▸ Available records

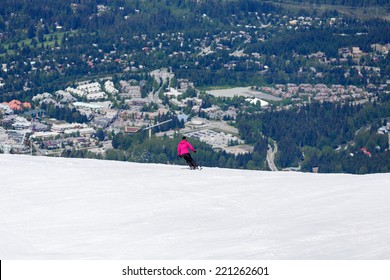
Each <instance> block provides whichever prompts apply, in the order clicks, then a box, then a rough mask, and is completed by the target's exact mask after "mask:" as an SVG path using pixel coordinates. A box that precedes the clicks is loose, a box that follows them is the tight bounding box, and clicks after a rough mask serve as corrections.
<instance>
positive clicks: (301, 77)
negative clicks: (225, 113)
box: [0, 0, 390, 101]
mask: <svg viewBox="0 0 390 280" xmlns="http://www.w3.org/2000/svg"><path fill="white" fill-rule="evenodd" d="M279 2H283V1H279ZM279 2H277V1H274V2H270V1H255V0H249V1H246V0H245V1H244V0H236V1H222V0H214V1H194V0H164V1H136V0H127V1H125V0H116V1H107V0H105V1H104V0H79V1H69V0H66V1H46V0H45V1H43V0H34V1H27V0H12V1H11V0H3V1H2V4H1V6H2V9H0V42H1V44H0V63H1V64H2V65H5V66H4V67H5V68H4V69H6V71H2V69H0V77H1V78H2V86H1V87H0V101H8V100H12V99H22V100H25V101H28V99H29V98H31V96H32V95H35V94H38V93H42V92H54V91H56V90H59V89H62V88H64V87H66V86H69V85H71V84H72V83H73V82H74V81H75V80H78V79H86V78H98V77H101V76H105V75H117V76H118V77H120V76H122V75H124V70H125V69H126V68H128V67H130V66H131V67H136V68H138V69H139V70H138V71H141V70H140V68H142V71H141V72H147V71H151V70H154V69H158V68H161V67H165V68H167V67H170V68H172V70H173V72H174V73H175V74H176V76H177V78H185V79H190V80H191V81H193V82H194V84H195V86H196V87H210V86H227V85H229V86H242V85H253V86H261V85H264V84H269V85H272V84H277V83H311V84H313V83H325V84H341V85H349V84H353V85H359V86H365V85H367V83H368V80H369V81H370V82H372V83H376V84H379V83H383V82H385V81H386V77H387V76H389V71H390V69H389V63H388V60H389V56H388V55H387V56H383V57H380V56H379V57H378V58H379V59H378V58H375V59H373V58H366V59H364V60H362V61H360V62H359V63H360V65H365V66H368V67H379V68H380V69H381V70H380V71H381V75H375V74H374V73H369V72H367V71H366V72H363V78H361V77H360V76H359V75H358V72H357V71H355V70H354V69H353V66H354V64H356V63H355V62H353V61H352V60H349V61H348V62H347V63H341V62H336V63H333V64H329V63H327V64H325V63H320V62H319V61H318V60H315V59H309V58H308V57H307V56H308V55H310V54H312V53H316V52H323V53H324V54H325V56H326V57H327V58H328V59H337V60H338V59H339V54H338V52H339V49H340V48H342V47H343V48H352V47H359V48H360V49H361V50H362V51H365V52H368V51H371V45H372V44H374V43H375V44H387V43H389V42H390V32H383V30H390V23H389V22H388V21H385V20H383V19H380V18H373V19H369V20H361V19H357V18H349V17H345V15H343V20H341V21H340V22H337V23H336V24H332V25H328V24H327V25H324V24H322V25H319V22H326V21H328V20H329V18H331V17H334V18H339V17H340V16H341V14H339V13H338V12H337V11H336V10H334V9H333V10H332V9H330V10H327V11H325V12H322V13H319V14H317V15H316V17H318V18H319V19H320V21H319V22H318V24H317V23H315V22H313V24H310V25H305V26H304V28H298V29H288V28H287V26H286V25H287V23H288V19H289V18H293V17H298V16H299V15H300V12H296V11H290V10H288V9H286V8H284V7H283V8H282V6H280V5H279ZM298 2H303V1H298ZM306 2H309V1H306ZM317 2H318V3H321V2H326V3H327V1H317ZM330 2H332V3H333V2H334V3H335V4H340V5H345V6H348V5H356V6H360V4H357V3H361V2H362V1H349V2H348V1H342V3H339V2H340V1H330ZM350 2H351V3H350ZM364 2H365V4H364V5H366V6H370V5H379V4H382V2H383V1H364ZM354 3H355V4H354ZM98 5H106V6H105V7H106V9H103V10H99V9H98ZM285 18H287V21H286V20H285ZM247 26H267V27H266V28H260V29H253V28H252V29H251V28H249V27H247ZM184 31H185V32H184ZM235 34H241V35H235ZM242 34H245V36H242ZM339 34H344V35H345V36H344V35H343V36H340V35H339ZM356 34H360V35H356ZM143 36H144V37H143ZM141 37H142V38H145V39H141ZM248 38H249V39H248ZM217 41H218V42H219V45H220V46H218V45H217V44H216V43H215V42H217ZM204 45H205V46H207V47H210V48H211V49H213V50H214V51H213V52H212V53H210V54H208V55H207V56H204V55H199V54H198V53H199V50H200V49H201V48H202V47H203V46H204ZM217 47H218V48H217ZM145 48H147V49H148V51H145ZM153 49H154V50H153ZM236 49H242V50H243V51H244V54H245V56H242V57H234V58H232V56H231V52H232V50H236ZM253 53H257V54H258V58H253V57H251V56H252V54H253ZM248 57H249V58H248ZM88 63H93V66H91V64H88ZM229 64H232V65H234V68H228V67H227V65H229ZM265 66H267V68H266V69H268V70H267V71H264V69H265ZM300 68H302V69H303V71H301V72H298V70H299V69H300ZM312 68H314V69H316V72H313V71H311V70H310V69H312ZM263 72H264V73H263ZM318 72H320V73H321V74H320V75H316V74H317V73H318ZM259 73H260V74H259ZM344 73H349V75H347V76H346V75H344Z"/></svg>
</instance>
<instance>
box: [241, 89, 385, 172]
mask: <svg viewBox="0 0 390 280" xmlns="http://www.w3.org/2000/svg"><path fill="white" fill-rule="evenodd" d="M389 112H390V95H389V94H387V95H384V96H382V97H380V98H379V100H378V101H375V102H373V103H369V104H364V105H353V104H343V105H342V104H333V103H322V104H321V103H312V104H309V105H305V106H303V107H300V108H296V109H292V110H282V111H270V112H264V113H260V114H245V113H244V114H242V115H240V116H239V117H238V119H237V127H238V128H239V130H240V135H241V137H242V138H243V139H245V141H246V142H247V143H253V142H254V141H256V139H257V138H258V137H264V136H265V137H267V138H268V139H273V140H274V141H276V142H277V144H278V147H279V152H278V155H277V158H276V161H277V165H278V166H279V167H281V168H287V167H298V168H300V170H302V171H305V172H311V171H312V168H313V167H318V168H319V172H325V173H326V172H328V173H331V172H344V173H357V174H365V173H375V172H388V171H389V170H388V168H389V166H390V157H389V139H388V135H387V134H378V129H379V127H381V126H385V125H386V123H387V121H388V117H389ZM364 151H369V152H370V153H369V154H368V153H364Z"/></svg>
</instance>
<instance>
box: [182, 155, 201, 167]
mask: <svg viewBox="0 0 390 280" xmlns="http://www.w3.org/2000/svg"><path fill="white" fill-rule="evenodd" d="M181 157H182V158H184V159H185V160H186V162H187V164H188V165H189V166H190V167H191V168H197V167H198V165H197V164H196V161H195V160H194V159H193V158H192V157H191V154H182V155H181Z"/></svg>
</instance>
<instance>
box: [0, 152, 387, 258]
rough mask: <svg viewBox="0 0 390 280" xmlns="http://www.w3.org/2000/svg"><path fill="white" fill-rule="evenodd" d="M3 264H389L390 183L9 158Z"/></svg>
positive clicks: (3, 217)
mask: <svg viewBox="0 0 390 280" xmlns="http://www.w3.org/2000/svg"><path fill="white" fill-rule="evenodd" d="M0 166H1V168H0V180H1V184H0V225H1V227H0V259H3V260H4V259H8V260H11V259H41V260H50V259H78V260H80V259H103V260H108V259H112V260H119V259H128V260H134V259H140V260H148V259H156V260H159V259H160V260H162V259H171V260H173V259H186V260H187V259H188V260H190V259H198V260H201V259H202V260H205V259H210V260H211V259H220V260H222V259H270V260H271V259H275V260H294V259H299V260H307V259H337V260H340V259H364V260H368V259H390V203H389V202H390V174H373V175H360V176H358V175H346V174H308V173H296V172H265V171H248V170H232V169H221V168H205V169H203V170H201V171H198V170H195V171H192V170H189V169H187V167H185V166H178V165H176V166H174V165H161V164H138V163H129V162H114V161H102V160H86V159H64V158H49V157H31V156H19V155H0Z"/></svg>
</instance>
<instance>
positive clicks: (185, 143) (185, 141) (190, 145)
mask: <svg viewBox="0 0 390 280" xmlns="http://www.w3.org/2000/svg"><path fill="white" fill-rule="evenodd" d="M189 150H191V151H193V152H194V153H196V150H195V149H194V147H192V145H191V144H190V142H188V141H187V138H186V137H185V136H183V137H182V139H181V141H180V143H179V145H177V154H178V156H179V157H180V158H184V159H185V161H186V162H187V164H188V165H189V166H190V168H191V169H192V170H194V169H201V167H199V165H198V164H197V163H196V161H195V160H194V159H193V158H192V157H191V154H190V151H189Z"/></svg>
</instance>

---

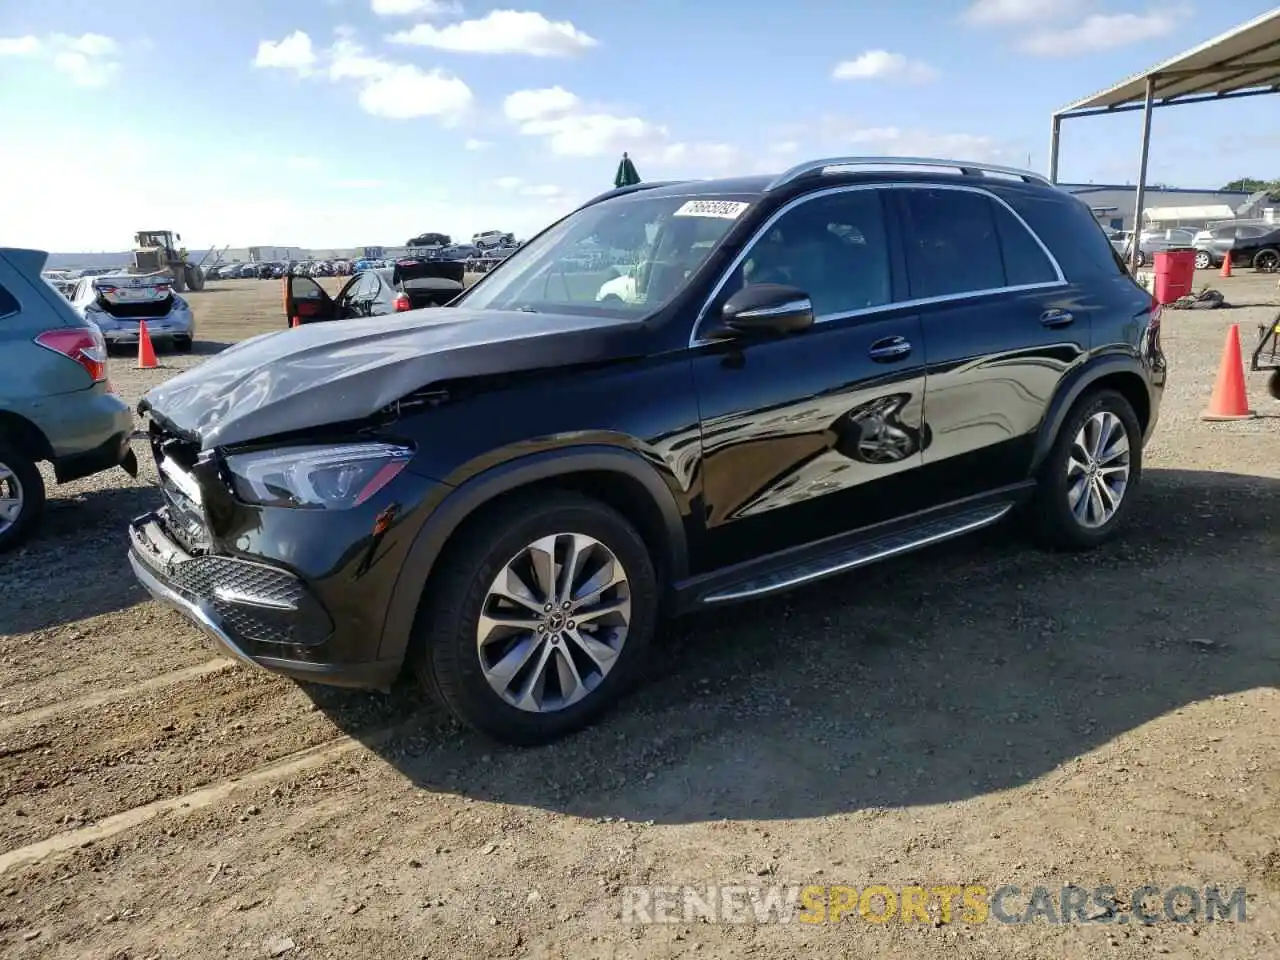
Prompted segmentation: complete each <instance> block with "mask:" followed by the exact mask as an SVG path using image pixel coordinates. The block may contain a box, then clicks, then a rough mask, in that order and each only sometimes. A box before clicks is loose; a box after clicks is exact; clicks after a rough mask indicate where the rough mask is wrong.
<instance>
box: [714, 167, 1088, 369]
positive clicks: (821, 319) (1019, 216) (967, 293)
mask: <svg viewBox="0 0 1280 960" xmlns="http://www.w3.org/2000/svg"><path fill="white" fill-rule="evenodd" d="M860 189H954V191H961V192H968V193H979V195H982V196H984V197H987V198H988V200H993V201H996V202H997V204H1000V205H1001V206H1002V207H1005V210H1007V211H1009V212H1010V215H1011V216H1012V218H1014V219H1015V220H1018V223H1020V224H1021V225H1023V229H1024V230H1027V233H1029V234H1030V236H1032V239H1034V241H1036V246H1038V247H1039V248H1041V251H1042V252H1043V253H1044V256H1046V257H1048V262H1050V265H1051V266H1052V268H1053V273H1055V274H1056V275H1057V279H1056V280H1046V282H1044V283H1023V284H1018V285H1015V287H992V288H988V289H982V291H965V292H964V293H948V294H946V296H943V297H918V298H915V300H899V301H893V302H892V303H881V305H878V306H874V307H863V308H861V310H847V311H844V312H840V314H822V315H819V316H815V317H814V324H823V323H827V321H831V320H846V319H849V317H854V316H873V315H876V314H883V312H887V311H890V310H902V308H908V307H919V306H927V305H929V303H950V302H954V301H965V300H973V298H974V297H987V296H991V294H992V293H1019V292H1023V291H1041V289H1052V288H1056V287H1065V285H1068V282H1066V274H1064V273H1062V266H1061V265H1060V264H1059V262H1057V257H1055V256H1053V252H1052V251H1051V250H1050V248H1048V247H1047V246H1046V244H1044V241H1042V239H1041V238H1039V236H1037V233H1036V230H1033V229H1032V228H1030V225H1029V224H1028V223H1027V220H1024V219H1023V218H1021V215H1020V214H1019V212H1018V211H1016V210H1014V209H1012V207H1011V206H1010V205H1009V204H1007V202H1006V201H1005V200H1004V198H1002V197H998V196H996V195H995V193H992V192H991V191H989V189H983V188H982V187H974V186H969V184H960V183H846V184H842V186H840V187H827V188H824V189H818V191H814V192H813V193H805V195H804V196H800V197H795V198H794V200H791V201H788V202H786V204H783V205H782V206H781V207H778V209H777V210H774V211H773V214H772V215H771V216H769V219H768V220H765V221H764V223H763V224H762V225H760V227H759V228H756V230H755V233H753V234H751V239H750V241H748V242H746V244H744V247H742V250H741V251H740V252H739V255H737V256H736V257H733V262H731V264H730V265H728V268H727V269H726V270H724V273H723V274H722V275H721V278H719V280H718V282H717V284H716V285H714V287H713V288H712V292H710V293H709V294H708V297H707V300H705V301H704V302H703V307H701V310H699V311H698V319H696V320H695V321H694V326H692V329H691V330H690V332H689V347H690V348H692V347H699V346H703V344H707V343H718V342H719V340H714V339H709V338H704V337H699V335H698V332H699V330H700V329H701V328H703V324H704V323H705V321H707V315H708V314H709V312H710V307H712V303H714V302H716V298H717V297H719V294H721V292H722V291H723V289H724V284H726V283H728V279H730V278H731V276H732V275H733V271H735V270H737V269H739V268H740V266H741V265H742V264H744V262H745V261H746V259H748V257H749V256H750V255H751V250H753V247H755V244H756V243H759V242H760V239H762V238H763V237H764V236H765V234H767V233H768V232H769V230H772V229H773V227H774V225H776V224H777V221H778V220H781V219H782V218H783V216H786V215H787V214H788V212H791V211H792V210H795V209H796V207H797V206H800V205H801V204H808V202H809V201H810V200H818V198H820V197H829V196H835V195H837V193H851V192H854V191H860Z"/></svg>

==

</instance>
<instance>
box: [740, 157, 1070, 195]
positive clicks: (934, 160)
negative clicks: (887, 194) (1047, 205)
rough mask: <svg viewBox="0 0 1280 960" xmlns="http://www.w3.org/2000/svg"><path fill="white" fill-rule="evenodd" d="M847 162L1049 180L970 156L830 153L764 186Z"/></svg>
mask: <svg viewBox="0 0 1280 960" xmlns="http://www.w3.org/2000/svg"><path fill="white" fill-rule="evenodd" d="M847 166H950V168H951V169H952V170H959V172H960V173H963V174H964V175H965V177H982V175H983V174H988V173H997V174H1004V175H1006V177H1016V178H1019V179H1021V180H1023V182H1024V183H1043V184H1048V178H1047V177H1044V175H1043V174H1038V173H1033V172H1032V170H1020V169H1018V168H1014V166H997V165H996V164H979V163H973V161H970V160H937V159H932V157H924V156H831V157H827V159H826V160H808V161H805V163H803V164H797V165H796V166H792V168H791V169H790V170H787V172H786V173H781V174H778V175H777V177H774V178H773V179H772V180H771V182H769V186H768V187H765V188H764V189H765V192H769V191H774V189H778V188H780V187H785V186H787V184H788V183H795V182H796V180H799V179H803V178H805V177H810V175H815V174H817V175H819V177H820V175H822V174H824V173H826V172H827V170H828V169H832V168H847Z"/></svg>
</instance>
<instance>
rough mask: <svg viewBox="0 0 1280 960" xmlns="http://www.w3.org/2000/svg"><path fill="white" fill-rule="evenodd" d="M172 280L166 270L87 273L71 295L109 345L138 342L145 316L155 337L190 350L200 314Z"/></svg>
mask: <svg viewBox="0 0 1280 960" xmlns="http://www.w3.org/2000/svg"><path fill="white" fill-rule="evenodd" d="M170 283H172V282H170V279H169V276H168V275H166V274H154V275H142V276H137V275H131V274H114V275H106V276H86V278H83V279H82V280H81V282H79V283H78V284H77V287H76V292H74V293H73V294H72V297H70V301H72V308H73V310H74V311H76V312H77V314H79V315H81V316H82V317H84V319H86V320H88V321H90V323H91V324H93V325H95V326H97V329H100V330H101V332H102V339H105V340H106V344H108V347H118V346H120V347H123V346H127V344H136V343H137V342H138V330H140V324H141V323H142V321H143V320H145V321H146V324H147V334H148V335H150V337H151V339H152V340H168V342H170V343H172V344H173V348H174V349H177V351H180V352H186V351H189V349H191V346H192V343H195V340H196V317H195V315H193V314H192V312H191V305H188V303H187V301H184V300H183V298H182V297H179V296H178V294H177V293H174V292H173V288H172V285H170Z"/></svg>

▸ Required work
Report all lines in the listing above that contain the word "negative".

▸ Response to the task
negative clicks: (225, 113)
negative clicks: (887, 194) (1047, 205)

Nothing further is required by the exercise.